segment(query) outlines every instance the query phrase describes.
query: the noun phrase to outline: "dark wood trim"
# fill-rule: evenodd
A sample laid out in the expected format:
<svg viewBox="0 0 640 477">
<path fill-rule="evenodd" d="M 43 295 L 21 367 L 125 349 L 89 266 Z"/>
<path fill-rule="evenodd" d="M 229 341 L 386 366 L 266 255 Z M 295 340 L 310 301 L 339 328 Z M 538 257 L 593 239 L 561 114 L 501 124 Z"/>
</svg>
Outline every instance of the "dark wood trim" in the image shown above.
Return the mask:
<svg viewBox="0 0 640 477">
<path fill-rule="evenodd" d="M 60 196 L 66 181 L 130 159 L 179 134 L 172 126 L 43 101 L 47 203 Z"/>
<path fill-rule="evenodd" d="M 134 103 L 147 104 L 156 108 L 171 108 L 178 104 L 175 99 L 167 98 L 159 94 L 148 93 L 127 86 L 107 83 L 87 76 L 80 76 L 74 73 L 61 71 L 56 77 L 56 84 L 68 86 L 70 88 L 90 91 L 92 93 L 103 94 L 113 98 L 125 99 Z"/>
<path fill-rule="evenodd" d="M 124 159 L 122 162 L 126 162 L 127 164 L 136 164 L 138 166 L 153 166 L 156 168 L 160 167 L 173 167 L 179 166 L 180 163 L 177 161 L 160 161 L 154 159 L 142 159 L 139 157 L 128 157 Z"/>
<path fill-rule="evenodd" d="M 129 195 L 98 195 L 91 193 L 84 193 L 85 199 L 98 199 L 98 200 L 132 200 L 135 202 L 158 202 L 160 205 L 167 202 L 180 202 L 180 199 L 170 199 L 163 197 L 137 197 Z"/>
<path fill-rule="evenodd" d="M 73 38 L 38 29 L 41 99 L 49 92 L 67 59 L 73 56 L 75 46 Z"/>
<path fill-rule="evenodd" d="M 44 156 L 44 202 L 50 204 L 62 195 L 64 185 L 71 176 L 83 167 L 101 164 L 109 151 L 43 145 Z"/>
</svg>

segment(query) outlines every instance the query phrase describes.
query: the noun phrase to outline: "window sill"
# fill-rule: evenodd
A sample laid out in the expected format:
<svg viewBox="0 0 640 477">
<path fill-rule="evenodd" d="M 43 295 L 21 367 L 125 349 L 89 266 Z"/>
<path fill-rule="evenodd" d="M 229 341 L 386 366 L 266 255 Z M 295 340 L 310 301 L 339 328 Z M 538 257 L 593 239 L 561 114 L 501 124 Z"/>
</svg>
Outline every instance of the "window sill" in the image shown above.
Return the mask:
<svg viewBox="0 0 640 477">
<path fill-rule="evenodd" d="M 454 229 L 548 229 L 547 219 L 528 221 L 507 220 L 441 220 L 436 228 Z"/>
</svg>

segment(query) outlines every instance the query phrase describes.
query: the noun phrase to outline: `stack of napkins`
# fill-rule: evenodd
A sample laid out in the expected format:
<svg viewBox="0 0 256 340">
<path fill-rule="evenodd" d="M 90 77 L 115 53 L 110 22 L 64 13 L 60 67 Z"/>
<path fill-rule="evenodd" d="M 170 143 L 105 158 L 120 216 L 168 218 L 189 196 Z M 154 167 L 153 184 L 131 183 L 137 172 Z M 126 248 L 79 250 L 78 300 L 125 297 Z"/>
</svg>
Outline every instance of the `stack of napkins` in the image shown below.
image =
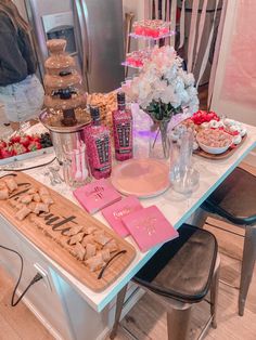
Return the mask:
<svg viewBox="0 0 256 340">
<path fill-rule="evenodd" d="M 156 206 L 128 214 L 123 219 L 123 223 L 141 251 L 146 251 L 179 236 Z"/>
<path fill-rule="evenodd" d="M 120 194 L 104 179 L 78 187 L 73 194 L 90 213 L 94 213 L 121 199 Z"/>
<path fill-rule="evenodd" d="M 103 209 L 102 214 L 113 230 L 121 237 L 131 235 L 141 251 L 179 236 L 156 206 L 143 208 L 135 196 L 121 199 L 121 195 L 104 179 L 73 193 L 88 212 Z"/>
<path fill-rule="evenodd" d="M 118 235 L 126 237 L 130 233 L 123 223 L 123 218 L 141 209 L 143 209 L 143 207 L 141 206 L 139 199 L 136 196 L 128 196 L 103 209 L 102 214 Z"/>
<path fill-rule="evenodd" d="M 143 208 L 135 196 L 121 199 L 102 213 L 118 235 L 131 235 L 141 251 L 179 236 L 156 206 Z"/>
</svg>

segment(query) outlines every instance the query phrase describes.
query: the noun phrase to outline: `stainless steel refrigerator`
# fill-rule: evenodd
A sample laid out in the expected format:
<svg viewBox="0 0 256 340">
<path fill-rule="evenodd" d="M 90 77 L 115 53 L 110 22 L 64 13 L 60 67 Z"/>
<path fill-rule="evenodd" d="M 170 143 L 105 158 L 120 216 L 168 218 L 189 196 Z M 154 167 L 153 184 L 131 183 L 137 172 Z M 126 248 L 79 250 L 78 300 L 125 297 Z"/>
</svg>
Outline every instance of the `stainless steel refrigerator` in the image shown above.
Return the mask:
<svg viewBox="0 0 256 340">
<path fill-rule="evenodd" d="M 88 92 L 108 92 L 125 73 L 121 0 L 25 0 L 41 77 L 47 40 L 64 38 Z"/>
</svg>

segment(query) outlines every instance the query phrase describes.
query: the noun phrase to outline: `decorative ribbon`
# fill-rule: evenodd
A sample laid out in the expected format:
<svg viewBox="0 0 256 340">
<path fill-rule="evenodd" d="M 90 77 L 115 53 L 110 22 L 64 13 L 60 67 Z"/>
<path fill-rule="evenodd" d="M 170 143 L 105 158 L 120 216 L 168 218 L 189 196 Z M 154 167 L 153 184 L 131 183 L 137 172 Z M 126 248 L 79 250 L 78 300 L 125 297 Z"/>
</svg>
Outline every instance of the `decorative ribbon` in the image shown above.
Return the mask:
<svg viewBox="0 0 256 340">
<path fill-rule="evenodd" d="M 203 57 L 203 61 L 202 61 L 200 75 L 199 75 L 199 79 L 197 79 L 197 82 L 196 82 L 196 88 L 199 87 L 200 80 L 201 80 L 201 78 L 202 78 L 202 76 L 203 76 L 203 74 L 205 71 L 205 68 L 206 68 L 206 65 L 207 65 L 207 62 L 208 62 L 209 49 L 210 49 L 210 44 L 212 44 L 213 37 L 214 37 L 214 27 L 215 27 L 215 22 L 216 22 L 216 14 L 217 14 L 218 4 L 220 2 L 221 2 L 221 0 L 219 0 L 219 1 L 216 0 L 213 26 L 212 26 L 212 29 L 210 29 L 208 43 L 207 43 L 207 47 L 206 47 L 206 50 L 205 50 L 205 53 L 204 53 L 204 57 Z"/>
<path fill-rule="evenodd" d="M 192 70 L 199 5 L 200 5 L 200 0 L 193 0 L 191 23 L 190 23 L 189 49 L 188 49 L 188 71 Z"/>
<path fill-rule="evenodd" d="M 182 48 L 182 45 L 184 44 L 184 3 L 185 0 L 182 1 L 182 9 L 181 9 L 181 14 L 180 14 L 180 44 L 179 44 L 179 49 Z"/>
<path fill-rule="evenodd" d="M 218 64 L 218 60 L 219 60 L 219 50 L 220 50 L 220 44 L 221 44 L 221 40 L 222 40 L 227 6 L 228 6 L 228 0 L 223 0 L 220 22 L 219 22 L 219 27 L 218 27 L 218 35 L 217 35 L 217 39 L 216 39 L 216 43 L 215 43 L 214 61 L 213 61 L 213 65 L 212 65 L 212 69 L 210 69 L 210 77 L 209 77 L 208 100 L 207 100 L 207 106 L 208 107 L 210 107 L 213 92 L 214 92 L 214 83 L 215 83 L 215 78 L 216 78 L 217 64 Z"/>
<path fill-rule="evenodd" d="M 201 16 L 200 16 L 199 36 L 197 36 L 197 43 L 196 43 L 196 50 L 195 50 L 195 57 L 194 57 L 194 62 L 193 62 L 193 69 L 194 69 L 196 62 L 197 62 L 197 55 L 199 55 L 199 51 L 200 51 L 200 45 L 201 45 L 203 29 L 204 29 L 204 24 L 205 24 L 205 17 L 206 17 L 207 3 L 208 3 L 208 1 L 205 0 L 204 4 L 203 4 L 202 12 L 201 12 Z"/>
<path fill-rule="evenodd" d="M 170 27 L 171 30 L 176 30 L 176 14 L 177 14 L 177 0 L 171 0 L 170 9 Z M 175 47 L 176 35 L 170 37 L 170 45 Z"/>
</svg>

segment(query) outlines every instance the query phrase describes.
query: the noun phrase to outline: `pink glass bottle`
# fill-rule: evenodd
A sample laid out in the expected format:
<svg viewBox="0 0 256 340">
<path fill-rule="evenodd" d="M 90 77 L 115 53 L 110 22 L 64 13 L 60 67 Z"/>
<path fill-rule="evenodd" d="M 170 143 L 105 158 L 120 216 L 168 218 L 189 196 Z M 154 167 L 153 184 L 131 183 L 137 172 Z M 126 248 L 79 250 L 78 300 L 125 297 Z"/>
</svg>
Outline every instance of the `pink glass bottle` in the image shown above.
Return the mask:
<svg viewBox="0 0 256 340">
<path fill-rule="evenodd" d="M 91 174 L 97 180 L 108 178 L 112 170 L 110 130 L 101 126 L 99 107 L 90 108 L 92 125 L 87 130 L 87 148 Z"/>
<path fill-rule="evenodd" d="M 132 158 L 132 114 L 126 108 L 124 92 L 117 93 L 117 110 L 112 114 L 115 157 L 117 160 Z"/>
</svg>

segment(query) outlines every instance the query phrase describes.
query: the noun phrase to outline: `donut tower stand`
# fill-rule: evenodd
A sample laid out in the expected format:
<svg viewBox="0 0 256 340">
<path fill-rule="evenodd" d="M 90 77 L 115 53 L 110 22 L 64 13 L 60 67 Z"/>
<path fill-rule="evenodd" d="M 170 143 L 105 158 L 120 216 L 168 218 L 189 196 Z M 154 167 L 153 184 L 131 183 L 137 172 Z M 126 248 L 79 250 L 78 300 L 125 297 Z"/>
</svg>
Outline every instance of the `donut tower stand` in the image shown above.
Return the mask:
<svg viewBox="0 0 256 340">
<path fill-rule="evenodd" d="M 65 53 L 66 40 L 52 39 L 47 47 L 50 56 L 44 63 L 46 109 L 40 121 L 50 130 L 56 158 L 62 162 L 66 151 L 72 152 L 84 142 L 90 115 L 75 60 Z"/>
<path fill-rule="evenodd" d="M 150 58 L 154 45 L 159 45 L 161 41 L 165 44 L 166 38 L 171 37 L 175 31 L 170 30 L 170 23 L 161 19 L 144 19 L 133 23 L 133 32 L 129 34 L 129 38 L 143 39 L 148 42 L 148 47 L 142 50 L 127 53 L 126 61 L 123 66 L 140 69 L 146 60 Z M 128 38 L 128 39 L 129 39 Z"/>
</svg>

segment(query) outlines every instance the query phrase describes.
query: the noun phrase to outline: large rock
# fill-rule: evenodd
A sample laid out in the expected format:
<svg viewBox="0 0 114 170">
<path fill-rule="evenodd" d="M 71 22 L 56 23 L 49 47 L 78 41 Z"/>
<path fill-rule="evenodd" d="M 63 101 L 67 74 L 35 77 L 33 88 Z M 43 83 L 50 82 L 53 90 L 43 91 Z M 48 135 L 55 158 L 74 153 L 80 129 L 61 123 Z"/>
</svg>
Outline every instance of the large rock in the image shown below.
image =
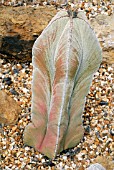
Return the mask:
<svg viewBox="0 0 114 170">
<path fill-rule="evenodd" d="M 31 61 L 33 43 L 55 13 L 52 7 L 0 7 L 1 56 Z"/>
<path fill-rule="evenodd" d="M 21 112 L 20 106 L 5 91 L 0 90 L 0 123 L 15 124 Z"/>
<path fill-rule="evenodd" d="M 31 61 L 31 49 L 52 17 L 54 7 L 0 7 L 0 53 L 1 57 Z M 114 63 L 114 14 L 99 14 L 90 25 L 103 49 L 103 61 Z M 5 55 L 6 54 L 6 55 Z"/>
</svg>

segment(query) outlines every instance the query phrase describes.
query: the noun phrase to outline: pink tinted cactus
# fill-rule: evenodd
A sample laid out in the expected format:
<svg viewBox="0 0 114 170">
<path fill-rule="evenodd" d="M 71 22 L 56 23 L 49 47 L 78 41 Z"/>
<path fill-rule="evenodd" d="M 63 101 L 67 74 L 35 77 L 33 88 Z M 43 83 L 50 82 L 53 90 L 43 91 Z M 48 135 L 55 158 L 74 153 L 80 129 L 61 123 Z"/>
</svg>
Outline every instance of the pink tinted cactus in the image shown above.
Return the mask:
<svg viewBox="0 0 114 170">
<path fill-rule="evenodd" d="M 82 12 L 60 11 L 33 46 L 32 123 L 24 143 L 49 158 L 83 137 L 81 115 L 101 48 Z"/>
</svg>

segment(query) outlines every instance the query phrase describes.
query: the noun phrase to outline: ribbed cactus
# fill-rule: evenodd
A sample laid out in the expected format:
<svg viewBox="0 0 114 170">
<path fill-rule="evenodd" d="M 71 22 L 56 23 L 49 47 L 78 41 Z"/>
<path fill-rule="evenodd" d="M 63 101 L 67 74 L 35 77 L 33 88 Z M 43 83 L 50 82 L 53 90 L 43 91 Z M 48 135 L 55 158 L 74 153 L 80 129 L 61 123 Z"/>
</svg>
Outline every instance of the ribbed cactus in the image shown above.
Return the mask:
<svg viewBox="0 0 114 170">
<path fill-rule="evenodd" d="M 60 11 L 33 46 L 32 123 L 24 143 L 49 158 L 83 137 L 81 115 L 101 49 L 82 12 Z"/>
</svg>

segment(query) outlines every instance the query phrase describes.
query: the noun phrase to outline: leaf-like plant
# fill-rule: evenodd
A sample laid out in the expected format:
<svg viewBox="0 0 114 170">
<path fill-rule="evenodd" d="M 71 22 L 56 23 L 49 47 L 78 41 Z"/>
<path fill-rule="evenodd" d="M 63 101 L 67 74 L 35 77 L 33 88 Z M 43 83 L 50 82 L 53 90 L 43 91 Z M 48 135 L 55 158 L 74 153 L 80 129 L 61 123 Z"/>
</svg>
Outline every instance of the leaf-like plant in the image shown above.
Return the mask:
<svg viewBox="0 0 114 170">
<path fill-rule="evenodd" d="M 33 46 L 32 123 L 24 143 L 49 158 L 78 144 L 101 48 L 82 12 L 60 11 Z"/>
</svg>

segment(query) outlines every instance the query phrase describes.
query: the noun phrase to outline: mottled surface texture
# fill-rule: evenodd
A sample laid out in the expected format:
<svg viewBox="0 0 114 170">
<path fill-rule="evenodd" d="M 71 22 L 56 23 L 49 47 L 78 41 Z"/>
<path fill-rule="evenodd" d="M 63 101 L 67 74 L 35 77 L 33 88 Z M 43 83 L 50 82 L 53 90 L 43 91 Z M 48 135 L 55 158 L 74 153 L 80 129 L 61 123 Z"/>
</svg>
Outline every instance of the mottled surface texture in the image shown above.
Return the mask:
<svg viewBox="0 0 114 170">
<path fill-rule="evenodd" d="M 50 158 L 83 137 L 85 97 L 101 63 L 99 43 L 84 14 L 78 17 L 60 11 L 33 46 L 32 123 L 24 143 Z"/>
</svg>

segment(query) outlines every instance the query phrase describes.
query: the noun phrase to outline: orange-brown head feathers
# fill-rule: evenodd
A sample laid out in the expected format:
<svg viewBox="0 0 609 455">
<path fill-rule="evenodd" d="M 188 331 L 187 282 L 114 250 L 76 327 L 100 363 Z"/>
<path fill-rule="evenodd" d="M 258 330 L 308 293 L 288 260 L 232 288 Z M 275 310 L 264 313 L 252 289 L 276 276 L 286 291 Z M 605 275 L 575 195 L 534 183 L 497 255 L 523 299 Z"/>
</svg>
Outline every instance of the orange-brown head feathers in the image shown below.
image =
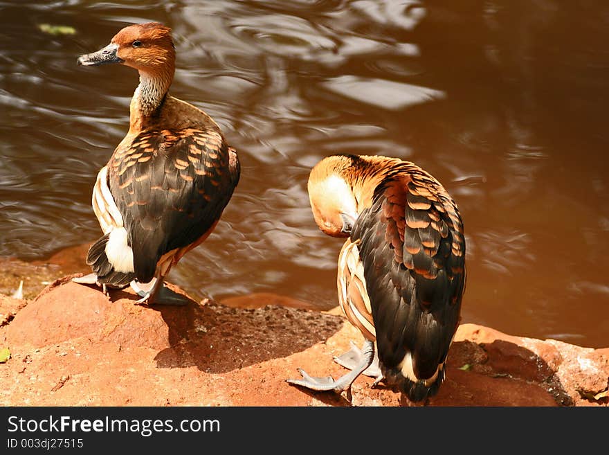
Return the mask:
<svg viewBox="0 0 609 455">
<path fill-rule="evenodd" d="M 175 70 L 176 51 L 171 28 L 158 22 L 125 27 L 112 38 L 123 64 L 152 75 Z"/>
<path fill-rule="evenodd" d="M 332 237 L 348 237 L 358 215 L 352 187 L 343 175 L 346 157 L 322 159 L 311 170 L 307 188 L 315 222 Z"/>
<path fill-rule="evenodd" d="M 176 51 L 171 28 L 158 22 L 136 24 L 125 27 L 106 47 L 78 57 L 87 66 L 122 63 L 153 78 L 168 80 L 175 72 Z"/>
<path fill-rule="evenodd" d="M 315 165 L 308 189 L 320 229 L 333 237 L 347 237 L 358 215 L 372 205 L 376 186 L 404 163 L 380 156 L 334 155 Z"/>
</svg>

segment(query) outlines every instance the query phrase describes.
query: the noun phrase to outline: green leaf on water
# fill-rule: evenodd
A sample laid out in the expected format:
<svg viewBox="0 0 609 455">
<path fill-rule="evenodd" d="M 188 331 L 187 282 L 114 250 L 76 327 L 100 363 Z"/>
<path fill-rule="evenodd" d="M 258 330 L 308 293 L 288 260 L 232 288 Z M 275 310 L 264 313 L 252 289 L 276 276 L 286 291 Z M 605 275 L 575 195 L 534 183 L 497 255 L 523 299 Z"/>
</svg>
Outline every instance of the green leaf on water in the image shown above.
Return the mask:
<svg viewBox="0 0 609 455">
<path fill-rule="evenodd" d="M 74 35 L 76 29 L 69 26 L 57 26 L 50 24 L 39 24 L 38 28 L 49 35 Z"/>
<path fill-rule="evenodd" d="M 10 358 L 10 351 L 8 348 L 0 349 L 0 364 L 5 363 Z"/>
</svg>

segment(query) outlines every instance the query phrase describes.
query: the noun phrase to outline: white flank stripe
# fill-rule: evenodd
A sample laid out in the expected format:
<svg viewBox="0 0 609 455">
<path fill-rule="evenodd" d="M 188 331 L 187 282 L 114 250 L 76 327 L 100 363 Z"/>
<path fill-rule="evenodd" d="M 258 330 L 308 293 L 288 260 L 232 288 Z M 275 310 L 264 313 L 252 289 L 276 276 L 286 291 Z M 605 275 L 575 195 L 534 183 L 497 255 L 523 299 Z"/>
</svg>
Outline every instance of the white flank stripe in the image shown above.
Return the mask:
<svg viewBox="0 0 609 455">
<path fill-rule="evenodd" d="M 108 188 L 108 168 L 104 166 L 98 173 L 93 190 L 93 208 L 104 234 L 114 228 L 122 227 L 122 215 L 114 202 L 110 188 Z M 110 221 L 109 222 L 108 218 Z"/>
<path fill-rule="evenodd" d="M 113 229 L 106 244 L 108 262 L 116 271 L 123 273 L 134 271 L 133 250 L 127 242 L 127 230 L 125 228 Z"/>
<path fill-rule="evenodd" d="M 440 368 L 444 367 L 444 362 L 440 364 L 438 366 L 437 369 L 436 369 L 435 373 L 433 373 L 433 376 L 431 377 L 424 379 L 417 377 L 417 375 L 415 374 L 415 369 L 412 368 L 412 355 L 410 353 L 406 353 L 406 355 L 400 362 L 400 364 L 398 365 L 398 368 L 402 372 L 402 374 L 410 380 L 415 382 L 423 380 L 425 385 L 428 387 L 435 382 L 436 379 L 437 379 L 438 372 Z"/>
</svg>

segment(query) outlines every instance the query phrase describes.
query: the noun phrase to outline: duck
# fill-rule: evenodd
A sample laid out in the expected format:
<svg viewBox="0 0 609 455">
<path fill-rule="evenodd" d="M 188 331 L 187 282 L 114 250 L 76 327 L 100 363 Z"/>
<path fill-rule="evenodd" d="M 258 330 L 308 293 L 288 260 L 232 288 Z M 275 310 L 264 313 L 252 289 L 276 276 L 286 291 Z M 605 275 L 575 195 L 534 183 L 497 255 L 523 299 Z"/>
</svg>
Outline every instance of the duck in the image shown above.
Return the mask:
<svg viewBox="0 0 609 455">
<path fill-rule="evenodd" d="M 78 64 L 138 71 L 129 130 L 98 173 L 91 203 L 103 235 L 89 249 L 92 272 L 77 283 L 130 286 L 138 303 L 183 304 L 163 283 L 171 268 L 216 227 L 237 186 L 237 151 L 192 104 L 170 96 L 176 52 L 170 27 L 127 26 Z"/>
<path fill-rule="evenodd" d="M 338 255 L 338 304 L 364 339 L 334 360 L 337 380 L 299 368 L 291 384 L 351 394 L 361 374 L 411 402 L 427 401 L 444 380 L 460 321 L 465 238 L 455 200 L 410 161 L 376 155 L 327 157 L 307 183 L 313 218 L 346 238 Z"/>
</svg>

----

DIRECTIVE:
Count the lines in the items above that contain the string "decorative". Give only the number.

RESULT OF THE EXERCISE:
2